- PROBLEM TO SOLVE -
Rewrite the rows starting at the line containing "find gray tweed" and ending at the last of the rows, changing "coat" to "jacket" and keeping everything else the same. Return only those lines.

[Stored items]
-------------------------

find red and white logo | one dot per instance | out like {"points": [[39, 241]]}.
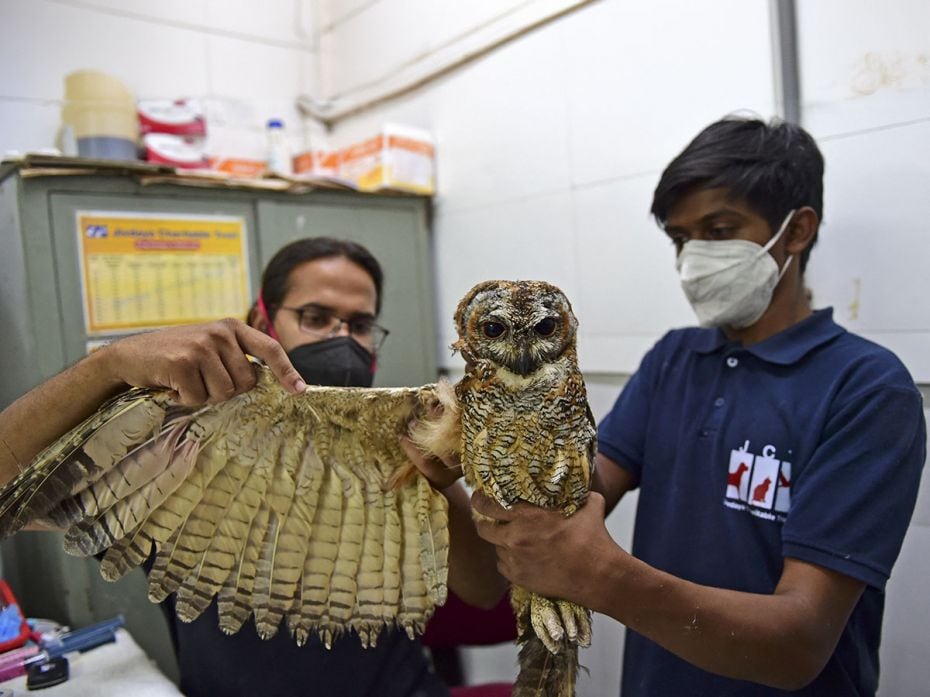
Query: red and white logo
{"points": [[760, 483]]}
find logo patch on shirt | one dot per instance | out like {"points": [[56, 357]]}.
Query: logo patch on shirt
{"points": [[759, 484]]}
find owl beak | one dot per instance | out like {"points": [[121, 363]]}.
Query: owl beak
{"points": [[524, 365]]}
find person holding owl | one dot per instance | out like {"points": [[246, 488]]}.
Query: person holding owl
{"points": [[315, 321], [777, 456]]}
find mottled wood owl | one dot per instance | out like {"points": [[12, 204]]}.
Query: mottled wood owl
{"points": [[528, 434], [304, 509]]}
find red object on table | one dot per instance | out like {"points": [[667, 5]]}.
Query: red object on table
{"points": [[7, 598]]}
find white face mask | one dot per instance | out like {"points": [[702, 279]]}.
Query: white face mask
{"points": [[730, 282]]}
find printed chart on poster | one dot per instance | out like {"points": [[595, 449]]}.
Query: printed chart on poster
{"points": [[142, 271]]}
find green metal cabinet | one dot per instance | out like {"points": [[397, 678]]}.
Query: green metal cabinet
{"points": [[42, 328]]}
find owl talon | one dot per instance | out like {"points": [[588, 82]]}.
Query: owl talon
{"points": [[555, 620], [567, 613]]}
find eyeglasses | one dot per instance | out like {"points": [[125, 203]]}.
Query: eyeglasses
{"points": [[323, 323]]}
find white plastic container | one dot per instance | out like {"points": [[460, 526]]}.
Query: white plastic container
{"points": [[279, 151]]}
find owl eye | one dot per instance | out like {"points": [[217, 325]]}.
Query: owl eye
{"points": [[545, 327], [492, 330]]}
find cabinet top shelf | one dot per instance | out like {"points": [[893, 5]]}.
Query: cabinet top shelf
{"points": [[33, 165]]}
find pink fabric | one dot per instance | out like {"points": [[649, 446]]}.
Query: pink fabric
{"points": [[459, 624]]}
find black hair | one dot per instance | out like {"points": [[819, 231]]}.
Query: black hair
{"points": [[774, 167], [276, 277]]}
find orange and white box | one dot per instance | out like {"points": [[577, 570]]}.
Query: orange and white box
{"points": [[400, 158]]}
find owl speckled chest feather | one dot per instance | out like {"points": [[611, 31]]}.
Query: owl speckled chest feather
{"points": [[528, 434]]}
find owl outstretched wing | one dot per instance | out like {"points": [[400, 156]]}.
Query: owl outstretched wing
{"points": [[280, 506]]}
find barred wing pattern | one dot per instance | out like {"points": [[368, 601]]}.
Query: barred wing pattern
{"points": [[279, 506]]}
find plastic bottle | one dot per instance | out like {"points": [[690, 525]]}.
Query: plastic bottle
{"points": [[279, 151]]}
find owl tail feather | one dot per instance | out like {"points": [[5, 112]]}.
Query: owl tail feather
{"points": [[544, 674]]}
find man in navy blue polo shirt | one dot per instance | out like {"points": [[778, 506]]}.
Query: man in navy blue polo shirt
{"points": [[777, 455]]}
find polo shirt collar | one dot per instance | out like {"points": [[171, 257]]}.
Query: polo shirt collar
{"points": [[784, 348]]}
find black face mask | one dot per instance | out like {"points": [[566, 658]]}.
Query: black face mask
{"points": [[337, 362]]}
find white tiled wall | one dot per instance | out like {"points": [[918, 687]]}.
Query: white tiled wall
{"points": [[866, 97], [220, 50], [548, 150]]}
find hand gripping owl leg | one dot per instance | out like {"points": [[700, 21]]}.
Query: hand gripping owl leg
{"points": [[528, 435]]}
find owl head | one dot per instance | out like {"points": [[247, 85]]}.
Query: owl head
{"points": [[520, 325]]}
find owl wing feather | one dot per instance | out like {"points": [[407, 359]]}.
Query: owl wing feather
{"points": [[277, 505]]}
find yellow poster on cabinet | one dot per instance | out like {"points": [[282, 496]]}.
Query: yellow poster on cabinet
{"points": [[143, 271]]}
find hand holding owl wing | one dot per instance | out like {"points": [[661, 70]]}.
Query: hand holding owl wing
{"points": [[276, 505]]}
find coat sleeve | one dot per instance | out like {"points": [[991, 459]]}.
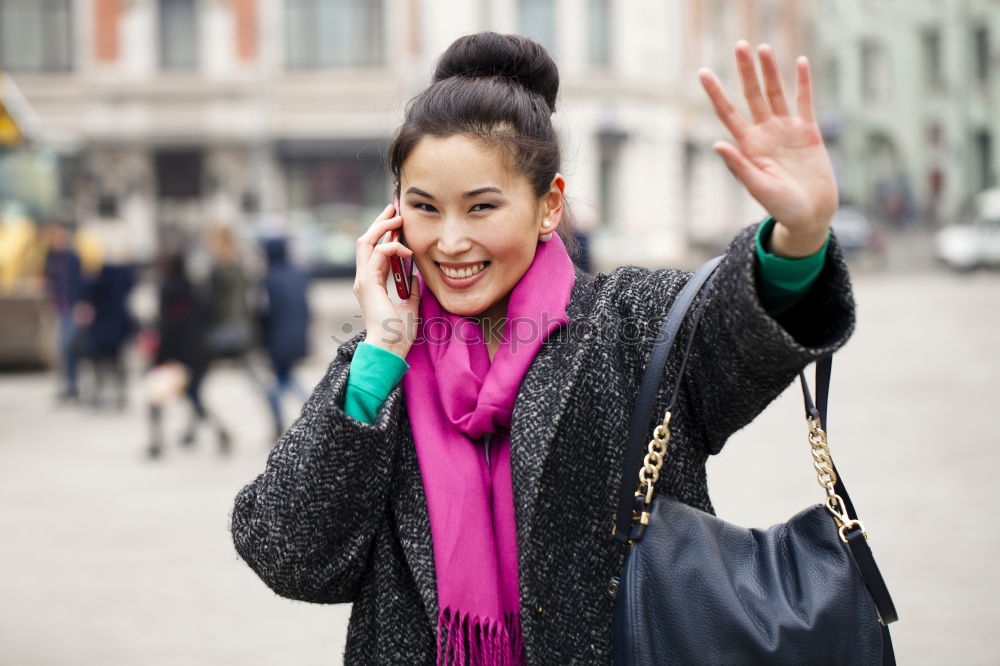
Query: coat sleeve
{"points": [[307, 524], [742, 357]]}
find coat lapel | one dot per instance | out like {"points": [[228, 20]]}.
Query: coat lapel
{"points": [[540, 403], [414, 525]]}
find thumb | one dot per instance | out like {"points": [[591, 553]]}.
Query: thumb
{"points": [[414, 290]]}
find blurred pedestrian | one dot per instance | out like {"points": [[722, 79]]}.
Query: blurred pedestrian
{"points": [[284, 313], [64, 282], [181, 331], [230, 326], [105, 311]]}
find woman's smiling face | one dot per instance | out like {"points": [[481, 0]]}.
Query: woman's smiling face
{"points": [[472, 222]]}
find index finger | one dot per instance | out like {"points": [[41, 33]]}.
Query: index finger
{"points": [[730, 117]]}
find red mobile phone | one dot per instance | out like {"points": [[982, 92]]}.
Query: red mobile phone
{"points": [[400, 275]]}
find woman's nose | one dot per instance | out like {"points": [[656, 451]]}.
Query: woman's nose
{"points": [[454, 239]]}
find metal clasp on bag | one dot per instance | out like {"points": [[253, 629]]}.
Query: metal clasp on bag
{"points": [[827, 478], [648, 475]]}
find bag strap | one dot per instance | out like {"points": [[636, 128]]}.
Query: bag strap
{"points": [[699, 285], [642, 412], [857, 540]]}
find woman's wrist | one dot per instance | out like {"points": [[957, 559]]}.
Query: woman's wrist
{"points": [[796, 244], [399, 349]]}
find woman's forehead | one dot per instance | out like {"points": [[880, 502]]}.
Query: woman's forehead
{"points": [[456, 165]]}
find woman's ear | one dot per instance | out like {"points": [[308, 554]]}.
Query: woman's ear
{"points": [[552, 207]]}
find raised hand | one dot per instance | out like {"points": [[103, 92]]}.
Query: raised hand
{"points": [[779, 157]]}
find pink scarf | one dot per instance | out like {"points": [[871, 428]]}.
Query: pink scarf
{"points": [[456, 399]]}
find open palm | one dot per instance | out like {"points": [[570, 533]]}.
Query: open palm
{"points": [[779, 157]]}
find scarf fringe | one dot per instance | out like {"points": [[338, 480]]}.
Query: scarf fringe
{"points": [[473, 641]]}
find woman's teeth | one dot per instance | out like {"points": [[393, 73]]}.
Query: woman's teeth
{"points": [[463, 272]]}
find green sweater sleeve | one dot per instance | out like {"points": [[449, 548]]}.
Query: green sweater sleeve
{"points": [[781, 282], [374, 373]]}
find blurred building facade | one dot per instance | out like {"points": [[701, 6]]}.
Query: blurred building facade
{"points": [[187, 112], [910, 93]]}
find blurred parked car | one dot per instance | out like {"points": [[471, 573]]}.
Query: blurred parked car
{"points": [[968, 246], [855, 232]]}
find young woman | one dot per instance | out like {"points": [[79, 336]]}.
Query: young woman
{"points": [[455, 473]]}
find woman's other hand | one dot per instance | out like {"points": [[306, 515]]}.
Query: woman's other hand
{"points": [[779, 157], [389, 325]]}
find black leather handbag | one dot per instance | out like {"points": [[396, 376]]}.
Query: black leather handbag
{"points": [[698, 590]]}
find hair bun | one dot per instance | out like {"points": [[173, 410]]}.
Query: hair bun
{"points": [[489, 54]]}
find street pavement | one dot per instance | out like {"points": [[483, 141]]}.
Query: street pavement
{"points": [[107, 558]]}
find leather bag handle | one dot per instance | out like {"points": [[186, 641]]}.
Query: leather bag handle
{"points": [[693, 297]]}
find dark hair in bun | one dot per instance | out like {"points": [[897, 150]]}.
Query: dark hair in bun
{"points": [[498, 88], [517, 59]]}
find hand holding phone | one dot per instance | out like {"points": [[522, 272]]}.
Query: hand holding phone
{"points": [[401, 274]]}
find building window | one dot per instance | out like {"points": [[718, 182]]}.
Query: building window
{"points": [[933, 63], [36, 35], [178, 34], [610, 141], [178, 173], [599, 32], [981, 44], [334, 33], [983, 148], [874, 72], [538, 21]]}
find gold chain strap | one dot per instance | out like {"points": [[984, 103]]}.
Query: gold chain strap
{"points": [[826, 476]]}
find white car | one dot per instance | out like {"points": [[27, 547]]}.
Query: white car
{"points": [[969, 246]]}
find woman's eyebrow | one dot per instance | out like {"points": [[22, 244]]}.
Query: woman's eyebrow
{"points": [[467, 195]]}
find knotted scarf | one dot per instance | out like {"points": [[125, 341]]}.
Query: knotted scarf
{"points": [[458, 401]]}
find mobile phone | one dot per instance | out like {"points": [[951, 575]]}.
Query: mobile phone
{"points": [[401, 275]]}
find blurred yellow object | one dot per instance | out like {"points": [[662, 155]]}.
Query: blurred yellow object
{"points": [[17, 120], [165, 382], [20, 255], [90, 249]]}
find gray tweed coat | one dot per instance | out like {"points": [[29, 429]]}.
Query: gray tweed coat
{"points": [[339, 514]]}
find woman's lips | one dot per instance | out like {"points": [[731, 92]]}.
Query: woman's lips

-------------------------

- TASK RESULT -
find gray tweed jacket | one dot per instance | out like {"points": [[29, 429]]}.
Query: gray tweed jacket
{"points": [[339, 514]]}
find woman's lips | one dot per instance | out like {"points": [[731, 92]]}.
Query: woman's lips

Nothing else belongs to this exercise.